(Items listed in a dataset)
##############################

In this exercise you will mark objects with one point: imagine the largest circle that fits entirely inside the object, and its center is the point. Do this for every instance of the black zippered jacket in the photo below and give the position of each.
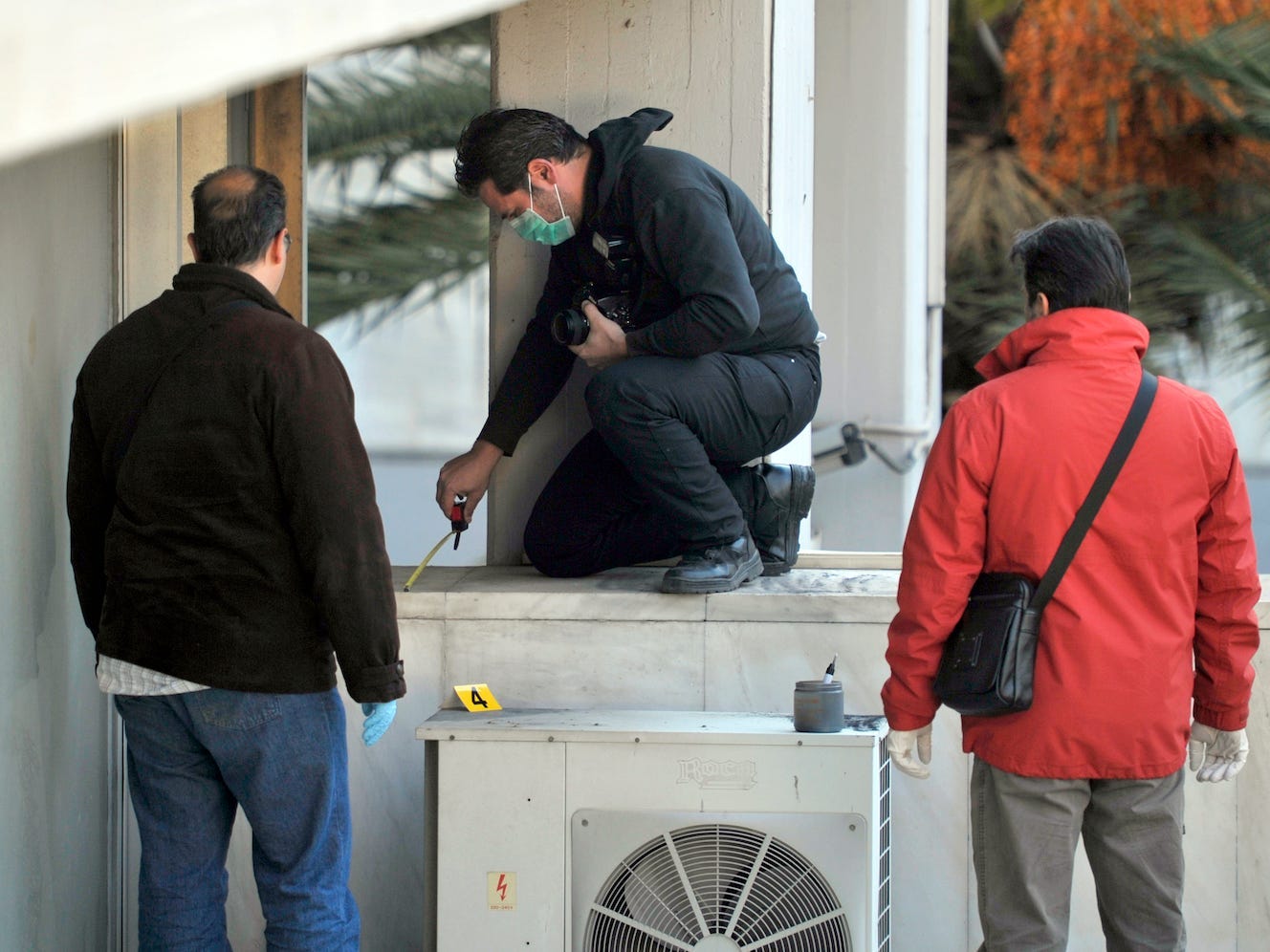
(712, 274)
(236, 542)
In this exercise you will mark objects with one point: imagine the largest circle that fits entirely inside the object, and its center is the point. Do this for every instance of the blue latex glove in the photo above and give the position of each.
(379, 716)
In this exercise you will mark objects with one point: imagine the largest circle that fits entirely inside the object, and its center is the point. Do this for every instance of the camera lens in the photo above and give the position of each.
(570, 326)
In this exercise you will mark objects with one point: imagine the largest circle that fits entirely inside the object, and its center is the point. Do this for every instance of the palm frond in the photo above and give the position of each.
(386, 116)
(383, 252)
(1228, 70)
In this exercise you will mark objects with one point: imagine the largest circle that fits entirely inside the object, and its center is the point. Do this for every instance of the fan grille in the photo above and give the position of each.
(716, 879)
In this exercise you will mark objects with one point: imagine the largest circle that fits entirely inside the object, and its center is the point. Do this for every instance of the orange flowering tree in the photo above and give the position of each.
(1150, 113)
(1090, 112)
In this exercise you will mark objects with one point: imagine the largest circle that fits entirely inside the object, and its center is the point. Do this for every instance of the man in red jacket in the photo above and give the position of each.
(1152, 623)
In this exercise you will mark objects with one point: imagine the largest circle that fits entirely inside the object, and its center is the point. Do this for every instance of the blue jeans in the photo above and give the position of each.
(193, 759)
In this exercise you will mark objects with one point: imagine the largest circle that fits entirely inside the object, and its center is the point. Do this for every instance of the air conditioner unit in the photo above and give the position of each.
(654, 831)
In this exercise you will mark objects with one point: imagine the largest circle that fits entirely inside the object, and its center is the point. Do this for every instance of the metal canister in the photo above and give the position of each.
(818, 706)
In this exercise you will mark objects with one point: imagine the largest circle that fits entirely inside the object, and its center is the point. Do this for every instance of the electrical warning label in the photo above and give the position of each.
(500, 889)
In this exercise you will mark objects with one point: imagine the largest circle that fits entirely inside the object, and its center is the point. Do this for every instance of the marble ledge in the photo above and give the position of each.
(519, 593)
(816, 593)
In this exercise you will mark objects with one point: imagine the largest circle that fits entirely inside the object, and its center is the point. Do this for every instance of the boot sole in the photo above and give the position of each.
(747, 572)
(801, 488)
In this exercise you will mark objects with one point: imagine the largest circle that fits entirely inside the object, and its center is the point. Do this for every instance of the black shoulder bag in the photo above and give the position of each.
(988, 660)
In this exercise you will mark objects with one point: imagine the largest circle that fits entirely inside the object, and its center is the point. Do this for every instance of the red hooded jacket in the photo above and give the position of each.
(1154, 614)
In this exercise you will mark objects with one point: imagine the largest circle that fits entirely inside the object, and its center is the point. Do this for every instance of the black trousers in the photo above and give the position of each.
(646, 483)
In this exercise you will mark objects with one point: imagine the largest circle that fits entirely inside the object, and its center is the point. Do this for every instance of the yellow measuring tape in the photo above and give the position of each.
(427, 558)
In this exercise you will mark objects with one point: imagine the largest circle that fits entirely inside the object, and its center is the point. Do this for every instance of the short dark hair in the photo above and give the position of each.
(238, 212)
(499, 145)
(1075, 263)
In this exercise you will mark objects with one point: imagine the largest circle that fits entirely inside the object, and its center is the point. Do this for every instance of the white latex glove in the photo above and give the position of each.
(907, 747)
(1216, 755)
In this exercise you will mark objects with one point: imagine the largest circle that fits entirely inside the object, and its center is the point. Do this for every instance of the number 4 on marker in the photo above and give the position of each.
(477, 697)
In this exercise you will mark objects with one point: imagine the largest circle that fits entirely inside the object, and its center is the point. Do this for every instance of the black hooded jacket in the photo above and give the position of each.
(711, 274)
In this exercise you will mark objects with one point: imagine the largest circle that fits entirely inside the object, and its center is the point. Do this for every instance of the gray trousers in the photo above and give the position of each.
(1025, 831)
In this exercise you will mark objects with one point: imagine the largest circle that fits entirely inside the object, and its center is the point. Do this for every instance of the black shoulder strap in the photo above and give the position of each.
(120, 448)
(1098, 492)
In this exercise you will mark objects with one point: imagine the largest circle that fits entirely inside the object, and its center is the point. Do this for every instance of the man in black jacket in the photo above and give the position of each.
(703, 343)
(228, 549)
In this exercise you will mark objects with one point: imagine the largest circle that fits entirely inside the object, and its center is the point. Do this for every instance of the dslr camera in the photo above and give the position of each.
(570, 325)
(614, 296)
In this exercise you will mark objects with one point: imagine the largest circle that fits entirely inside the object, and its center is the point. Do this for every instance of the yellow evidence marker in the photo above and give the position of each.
(477, 697)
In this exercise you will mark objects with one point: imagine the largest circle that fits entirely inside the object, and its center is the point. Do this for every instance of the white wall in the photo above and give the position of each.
(77, 69)
(56, 270)
(879, 153)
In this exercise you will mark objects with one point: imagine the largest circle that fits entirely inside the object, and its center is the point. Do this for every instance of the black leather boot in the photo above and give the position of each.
(775, 498)
(715, 569)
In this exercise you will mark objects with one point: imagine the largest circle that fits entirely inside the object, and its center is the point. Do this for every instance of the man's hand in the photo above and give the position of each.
(907, 747)
(1216, 755)
(604, 344)
(468, 475)
(379, 716)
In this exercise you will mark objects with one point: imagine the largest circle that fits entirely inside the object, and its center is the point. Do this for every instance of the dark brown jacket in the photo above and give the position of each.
(235, 542)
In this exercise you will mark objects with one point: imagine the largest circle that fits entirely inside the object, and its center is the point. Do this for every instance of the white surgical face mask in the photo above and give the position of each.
(533, 227)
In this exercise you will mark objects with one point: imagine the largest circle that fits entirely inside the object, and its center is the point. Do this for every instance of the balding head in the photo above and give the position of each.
(238, 212)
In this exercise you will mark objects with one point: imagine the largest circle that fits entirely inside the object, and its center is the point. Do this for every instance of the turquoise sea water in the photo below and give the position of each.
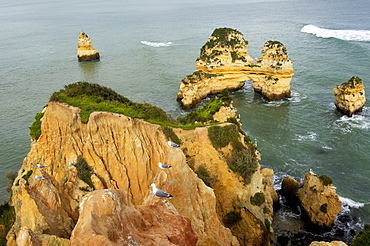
(147, 47)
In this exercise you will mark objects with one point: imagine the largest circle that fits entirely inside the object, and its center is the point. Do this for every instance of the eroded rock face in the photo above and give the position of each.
(108, 218)
(319, 199)
(350, 96)
(224, 64)
(85, 51)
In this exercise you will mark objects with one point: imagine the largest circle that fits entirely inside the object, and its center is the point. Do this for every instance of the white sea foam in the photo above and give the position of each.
(156, 44)
(348, 35)
(349, 203)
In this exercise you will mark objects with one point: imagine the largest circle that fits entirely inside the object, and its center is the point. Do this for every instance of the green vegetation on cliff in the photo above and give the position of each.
(362, 238)
(93, 97)
(353, 82)
(7, 218)
(205, 114)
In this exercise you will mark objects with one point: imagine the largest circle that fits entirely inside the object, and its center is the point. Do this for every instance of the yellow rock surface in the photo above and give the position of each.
(85, 51)
(225, 64)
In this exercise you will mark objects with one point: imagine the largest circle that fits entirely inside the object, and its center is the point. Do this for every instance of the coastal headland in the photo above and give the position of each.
(86, 179)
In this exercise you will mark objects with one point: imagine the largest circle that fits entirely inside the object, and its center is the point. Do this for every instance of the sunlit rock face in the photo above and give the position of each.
(224, 64)
(85, 51)
(350, 96)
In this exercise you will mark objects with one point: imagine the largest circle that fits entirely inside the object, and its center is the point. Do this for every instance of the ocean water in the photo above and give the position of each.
(147, 47)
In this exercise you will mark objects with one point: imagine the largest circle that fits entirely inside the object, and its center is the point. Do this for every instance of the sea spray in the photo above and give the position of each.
(156, 44)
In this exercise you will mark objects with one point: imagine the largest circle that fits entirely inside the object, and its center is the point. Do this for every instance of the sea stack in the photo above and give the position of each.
(224, 64)
(278, 72)
(350, 96)
(85, 51)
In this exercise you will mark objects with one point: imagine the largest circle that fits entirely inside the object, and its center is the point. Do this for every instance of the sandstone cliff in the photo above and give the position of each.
(317, 197)
(85, 51)
(350, 96)
(224, 64)
(121, 153)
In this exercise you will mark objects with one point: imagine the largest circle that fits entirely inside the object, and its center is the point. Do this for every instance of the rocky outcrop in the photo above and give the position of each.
(350, 96)
(224, 64)
(116, 152)
(108, 218)
(334, 243)
(85, 51)
(319, 199)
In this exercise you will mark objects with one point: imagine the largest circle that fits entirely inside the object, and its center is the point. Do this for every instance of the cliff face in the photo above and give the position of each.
(350, 96)
(122, 153)
(85, 51)
(224, 63)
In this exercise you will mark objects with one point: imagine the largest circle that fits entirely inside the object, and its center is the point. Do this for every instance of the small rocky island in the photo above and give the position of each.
(85, 51)
(224, 64)
(350, 96)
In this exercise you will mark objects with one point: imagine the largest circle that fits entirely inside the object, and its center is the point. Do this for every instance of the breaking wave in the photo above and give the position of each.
(357, 121)
(348, 35)
(156, 44)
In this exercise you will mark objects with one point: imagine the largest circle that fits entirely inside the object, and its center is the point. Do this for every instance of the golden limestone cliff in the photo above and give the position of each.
(89, 183)
(350, 96)
(85, 51)
(224, 64)
(316, 196)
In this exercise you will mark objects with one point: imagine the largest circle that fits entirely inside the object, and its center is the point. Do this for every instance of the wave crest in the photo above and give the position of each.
(156, 44)
(348, 35)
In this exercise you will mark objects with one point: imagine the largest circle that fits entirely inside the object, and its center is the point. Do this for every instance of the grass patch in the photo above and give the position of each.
(232, 218)
(10, 176)
(35, 128)
(258, 199)
(203, 174)
(84, 171)
(7, 218)
(243, 159)
(27, 175)
(362, 238)
(170, 134)
(93, 97)
(326, 180)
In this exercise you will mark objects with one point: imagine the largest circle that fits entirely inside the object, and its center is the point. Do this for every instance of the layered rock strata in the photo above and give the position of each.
(121, 153)
(224, 64)
(317, 196)
(350, 96)
(85, 51)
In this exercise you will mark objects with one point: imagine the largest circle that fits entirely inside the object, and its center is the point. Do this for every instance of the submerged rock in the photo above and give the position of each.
(224, 64)
(350, 96)
(316, 196)
(334, 243)
(85, 51)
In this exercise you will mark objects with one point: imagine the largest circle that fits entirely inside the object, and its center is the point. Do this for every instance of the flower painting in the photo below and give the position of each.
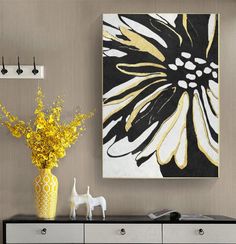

##############################

Do this: Update the entries that run from the line containing "of the wave" through the end of the entries: write those lines again with "submerged rock" replaced by "underwater boulder" and all else unchanged. Leave the pictures out of the answer.

Response to this task:
In this exercise you will mark objects with one point: imagine the largest circle that fits entirely inside the object, and its center is the point. Do this for every instance of the wave crest in the photo above and give the position of each.
(156, 44)
(348, 35)
In this exercise you will mark objects with one point: imagine the largest circle that fits entirely inside the object, and its center is the point. Do this for every instance of the grass patch in the photo above and give the position of each.
(232, 218)
(10, 176)
(35, 128)
(258, 199)
(203, 174)
(84, 171)
(7, 218)
(243, 159)
(27, 175)
(362, 238)
(170, 134)
(93, 97)
(326, 180)
In this exercise you will mark objects with one point: imagine the largest circle that fits entirely inside the object, and its center is the point. Do this for every instance of the layered rock strata in the photo above and give the position of each.
(121, 153)
(224, 64)
(317, 196)
(350, 96)
(85, 51)
In this exercise you will mark objects with one point: imagine the largest circle that fits entirely inside the object, and its center is the point. Do this for every instance of the underwater boulder in the photo above and give the position of each.
(224, 64)
(350, 96)
(316, 196)
(334, 243)
(85, 51)
In this exercise you will mark objects with one point: imagine the largest circle that fits entirely inside the object, and its center is the point. Do this for every instance of the flower painting in the photo below and give the position of each.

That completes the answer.